The exercise: Print the lines below word for word, leaving out the picture.

— begin Data to process —

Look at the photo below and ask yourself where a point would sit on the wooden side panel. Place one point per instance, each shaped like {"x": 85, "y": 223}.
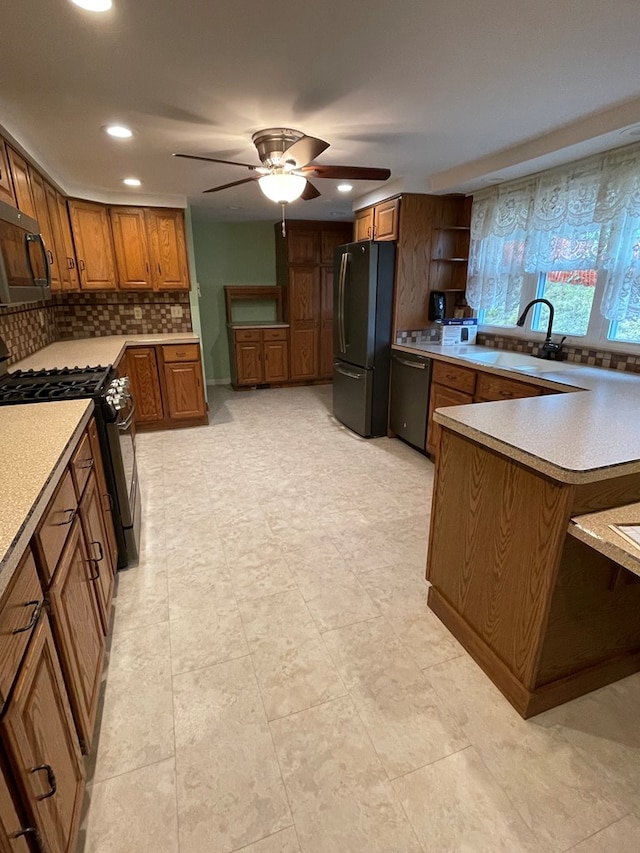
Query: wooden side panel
{"x": 496, "y": 534}
{"x": 185, "y": 396}
{"x": 142, "y": 368}
{"x": 131, "y": 248}
{"x": 78, "y": 631}
{"x": 38, "y": 730}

— end Data to process —

The solution:
Look at the photo below and ask yourself where a point would sit on the wooden side panel. Place one point per instance, each shaped like {"x": 85, "y": 223}.
Query: wooden side panel
{"x": 496, "y": 534}
{"x": 185, "y": 396}
{"x": 142, "y": 368}
{"x": 131, "y": 248}
{"x": 78, "y": 631}
{"x": 38, "y": 730}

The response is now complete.